[Stored data]
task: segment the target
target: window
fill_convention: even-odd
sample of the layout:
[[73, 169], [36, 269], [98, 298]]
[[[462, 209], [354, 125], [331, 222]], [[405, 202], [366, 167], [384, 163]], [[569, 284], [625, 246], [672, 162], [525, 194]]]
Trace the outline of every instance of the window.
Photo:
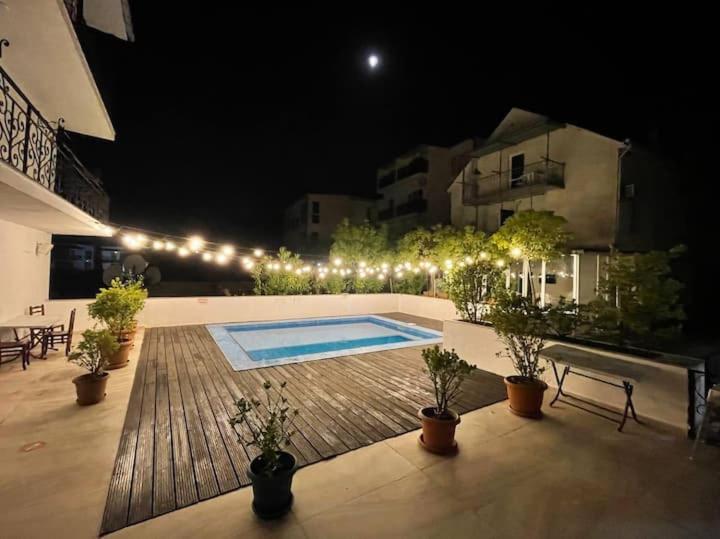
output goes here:
[[318, 233], [317, 232], [310, 232], [310, 241], [313, 243], [317, 243], [318, 240]]
[[417, 191], [413, 191], [408, 195], [408, 202], [412, 202], [413, 200], [422, 200], [423, 192], [422, 189], [418, 189]]
[[510, 156], [510, 187], [522, 185], [525, 175], [525, 154], [516, 153]]
[[500, 210], [500, 226], [502, 226], [505, 221], [512, 217], [514, 213], [515, 212], [513, 210]]
[[312, 222], [313, 224], [320, 222], [320, 203], [317, 200], [312, 201]]

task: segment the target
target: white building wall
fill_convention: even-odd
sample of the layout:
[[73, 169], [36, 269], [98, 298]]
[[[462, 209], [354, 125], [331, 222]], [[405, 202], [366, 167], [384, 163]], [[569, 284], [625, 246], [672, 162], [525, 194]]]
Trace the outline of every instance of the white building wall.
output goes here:
[[[0, 220], [0, 321], [47, 301], [50, 254], [37, 254], [37, 244], [51, 240], [47, 232]], [[2, 331], [0, 340], [10, 337]]]

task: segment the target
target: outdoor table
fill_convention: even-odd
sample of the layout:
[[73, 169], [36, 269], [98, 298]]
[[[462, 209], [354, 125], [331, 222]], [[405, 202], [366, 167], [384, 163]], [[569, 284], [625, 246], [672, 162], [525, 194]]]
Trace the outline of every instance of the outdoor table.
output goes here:
[[[30, 332], [30, 348], [32, 349], [42, 343], [45, 332], [52, 331], [53, 326], [57, 326], [59, 323], [60, 319], [56, 316], [31, 316], [29, 314], [23, 314], [0, 322], [0, 329], [12, 329], [16, 332], [20, 329], [35, 330]], [[42, 357], [42, 355], [36, 356], [34, 354], [32, 356], [34, 358]]]
[[[586, 412], [590, 412], [595, 415], [599, 415], [600, 417], [603, 417], [605, 419], [609, 419], [611, 421], [619, 423], [619, 431], [622, 431], [623, 427], [625, 426], [625, 421], [628, 418], [628, 412], [632, 413], [632, 418], [638, 423], [640, 423], [637, 418], [637, 414], [635, 413], [635, 405], [632, 401], [634, 387], [633, 384], [638, 383], [643, 378], [643, 372], [640, 367], [612, 356], [596, 354], [588, 350], [582, 350], [570, 346], [563, 346], [561, 344], [556, 344], [545, 348], [540, 353], [540, 356], [550, 362], [553, 373], [555, 374], [555, 380], [557, 382], [557, 393], [555, 394], [553, 400], [550, 402], [550, 406], [560, 400], [560, 396], [562, 395], [563, 397], [570, 397], [577, 401], [580, 401], [586, 406], [597, 408], [605, 412], [622, 415], [621, 419], [615, 420], [614, 418], [610, 418], [607, 415], [595, 412], [594, 410], [587, 407], [579, 406], [568, 400], [561, 401], [565, 404], [569, 404], [570, 406], [580, 408], [581, 410], [584, 410]], [[564, 367], [562, 375], [558, 374], [558, 369], [556, 365], [562, 365]], [[619, 412], [616, 412], [615, 410], [606, 408], [594, 402], [583, 400], [577, 396], [568, 395], [567, 393], [563, 392], [563, 383], [565, 382], [565, 379], [568, 377], [568, 375], [571, 374], [622, 389], [625, 392], [625, 408], [623, 410], [623, 413], [619, 414]], [[609, 380], [606, 380], [606, 378], [616, 380], [620, 383], [616, 383], [614, 381], [611, 382]]]

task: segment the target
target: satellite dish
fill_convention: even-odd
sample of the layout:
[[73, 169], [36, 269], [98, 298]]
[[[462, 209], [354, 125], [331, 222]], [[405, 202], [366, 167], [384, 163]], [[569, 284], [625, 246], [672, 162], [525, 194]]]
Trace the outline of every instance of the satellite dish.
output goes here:
[[123, 270], [120, 264], [110, 264], [105, 271], [103, 271], [102, 280], [103, 283], [110, 286], [113, 279], [117, 279], [122, 276]]
[[160, 268], [157, 266], [149, 266], [143, 275], [143, 282], [148, 286], [158, 284], [161, 279], [162, 274], [160, 273]]
[[133, 275], [140, 275], [147, 267], [147, 260], [140, 255], [130, 255], [123, 260], [123, 269]]

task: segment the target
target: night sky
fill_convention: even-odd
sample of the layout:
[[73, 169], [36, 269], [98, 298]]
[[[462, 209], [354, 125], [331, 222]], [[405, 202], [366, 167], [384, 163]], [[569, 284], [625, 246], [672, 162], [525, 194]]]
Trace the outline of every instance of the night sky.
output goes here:
[[372, 194], [393, 156], [486, 136], [512, 106], [654, 144], [683, 166], [709, 146], [712, 34], [696, 22], [688, 37], [677, 18], [620, 6], [523, 20], [450, 5], [229, 5], [132, 2], [134, 43], [81, 34], [117, 139], [73, 138], [112, 221], [274, 246], [302, 193]]

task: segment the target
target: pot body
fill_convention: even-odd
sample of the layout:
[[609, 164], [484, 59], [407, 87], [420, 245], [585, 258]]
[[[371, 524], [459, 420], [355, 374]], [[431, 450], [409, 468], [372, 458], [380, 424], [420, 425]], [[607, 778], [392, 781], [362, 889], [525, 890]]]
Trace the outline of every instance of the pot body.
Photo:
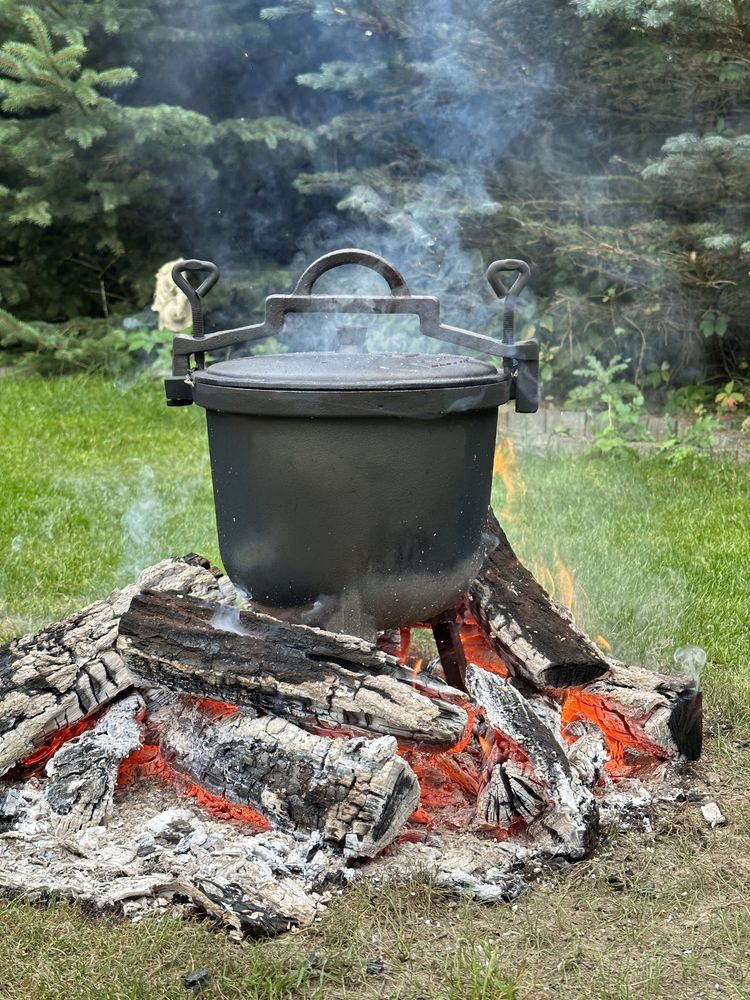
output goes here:
[[496, 405], [206, 416], [221, 557], [254, 601], [317, 606], [309, 620], [366, 634], [463, 596], [483, 557]]

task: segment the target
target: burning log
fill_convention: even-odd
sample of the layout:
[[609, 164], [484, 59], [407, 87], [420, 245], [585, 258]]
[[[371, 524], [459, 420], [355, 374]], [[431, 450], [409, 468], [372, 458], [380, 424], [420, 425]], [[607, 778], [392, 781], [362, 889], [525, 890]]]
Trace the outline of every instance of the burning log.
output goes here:
[[58, 835], [98, 826], [109, 814], [120, 764], [141, 743], [138, 694], [115, 702], [93, 729], [63, 743], [46, 767], [45, 795]]
[[[623, 747], [657, 757], [700, 757], [702, 698], [690, 678], [654, 673], [604, 656], [516, 558], [490, 511], [495, 547], [468, 595], [492, 650], [508, 672], [563, 700], [563, 722], [588, 719]], [[560, 690], [562, 689], [562, 690]]]
[[215, 571], [197, 556], [165, 559], [65, 621], [0, 649], [0, 776], [58, 730], [90, 716], [129, 688], [115, 649], [120, 615], [142, 587], [221, 600]]
[[392, 736], [331, 740], [271, 715], [212, 717], [192, 699], [151, 721], [176, 771], [288, 832], [320, 831], [346, 857], [379, 854], [419, 801]]
[[491, 510], [487, 531], [493, 548], [469, 588], [469, 607], [510, 673], [538, 691], [605, 674], [599, 648], [519, 561]]
[[655, 757], [698, 760], [703, 744], [703, 696], [696, 681], [608, 660], [607, 673], [565, 692], [562, 722], [595, 722], [613, 757], [623, 748]]
[[509, 681], [470, 664], [466, 682], [495, 731], [477, 822], [507, 830], [521, 820], [530, 836], [550, 841], [550, 853], [584, 857], [596, 833], [597, 807], [562, 744]]
[[368, 731], [438, 747], [464, 734], [467, 713], [448, 700], [458, 692], [431, 681], [443, 696], [427, 697], [372, 643], [253, 611], [231, 615], [181, 594], [140, 593], [120, 622], [118, 650], [143, 685], [272, 713], [308, 729]]

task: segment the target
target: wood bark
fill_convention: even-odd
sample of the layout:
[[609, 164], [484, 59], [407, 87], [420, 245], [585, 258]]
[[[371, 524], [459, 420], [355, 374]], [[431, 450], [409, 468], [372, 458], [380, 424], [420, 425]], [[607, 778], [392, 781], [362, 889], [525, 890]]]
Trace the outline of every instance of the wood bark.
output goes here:
[[598, 810], [562, 743], [510, 681], [470, 664], [466, 684], [495, 731], [491, 771], [477, 797], [478, 824], [508, 829], [522, 820], [550, 853], [584, 857]]
[[115, 642], [120, 615], [142, 587], [223, 597], [205, 560], [165, 559], [106, 600], [0, 648], [0, 777], [57, 730], [132, 685]]
[[468, 603], [510, 673], [542, 691], [586, 684], [606, 673], [599, 648], [519, 561], [491, 510], [487, 532], [492, 548]]
[[67, 743], [46, 767], [44, 793], [58, 836], [98, 826], [112, 806], [120, 764], [141, 743], [137, 693], [114, 702], [93, 729]]
[[445, 686], [444, 697], [427, 697], [372, 643], [253, 611], [228, 613], [180, 594], [136, 595], [117, 648], [142, 685], [250, 707], [305, 728], [446, 747], [467, 726], [466, 712], [447, 700], [458, 692]]
[[392, 736], [329, 739], [240, 711], [212, 718], [192, 699], [151, 723], [176, 771], [283, 830], [319, 831], [347, 857], [375, 857], [419, 803], [417, 777]]

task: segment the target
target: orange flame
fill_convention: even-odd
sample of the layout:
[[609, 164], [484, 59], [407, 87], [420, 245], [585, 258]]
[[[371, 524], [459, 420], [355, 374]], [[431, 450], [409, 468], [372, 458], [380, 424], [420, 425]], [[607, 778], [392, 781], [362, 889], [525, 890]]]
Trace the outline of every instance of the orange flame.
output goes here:
[[570, 608], [572, 611], [573, 604], [575, 602], [573, 574], [562, 561], [557, 550], [555, 550], [555, 578], [557, 582], [557, 587], [555, 589], [559, 590], [559, 597], [557, 600], [561, 604], [564, 604], [566, 608]]
[[537, 561], [534, 564], [534, 576], [544, 587], [550, 597], [573, 611], [576, 602], [576, 585], [570, 568], [560, 558], [557, 549], [553, 552], [552, 569], [546, 563]]
[[505, 503], [500, 513], [500, 519], [512, 521], [515, 517], [515, 505], [526, 492], [526, 484], [518, 469], [512, 438], [502, 437], [498, 441], [492, 464], [492, 474], [500, 476], [505, 487]]

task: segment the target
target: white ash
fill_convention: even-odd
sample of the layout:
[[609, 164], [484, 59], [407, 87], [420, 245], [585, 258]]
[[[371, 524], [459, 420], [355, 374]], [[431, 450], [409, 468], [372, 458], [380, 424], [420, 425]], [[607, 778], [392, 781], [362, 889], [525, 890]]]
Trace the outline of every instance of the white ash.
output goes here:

* [Work order]
Filter the data, keeping only the lines that contain "outline".

* [Solution to this problem]
Trace the outline of every instance of the window.
Trace the outline of every instance of the white building wall.
Trace the outline of every instance of the outdoor table.
Trace the outline of every instance of the satellite dish.
Trace the outline of every instance of the night sky.
Trace the outline of every instance of the pot body.
Trace the outline of every instance of the burning log.
Trace the outline of every instance of the wood bark.
Trace the outline of every instance of the orange flame.
Trace the outline of every instance of the white ash.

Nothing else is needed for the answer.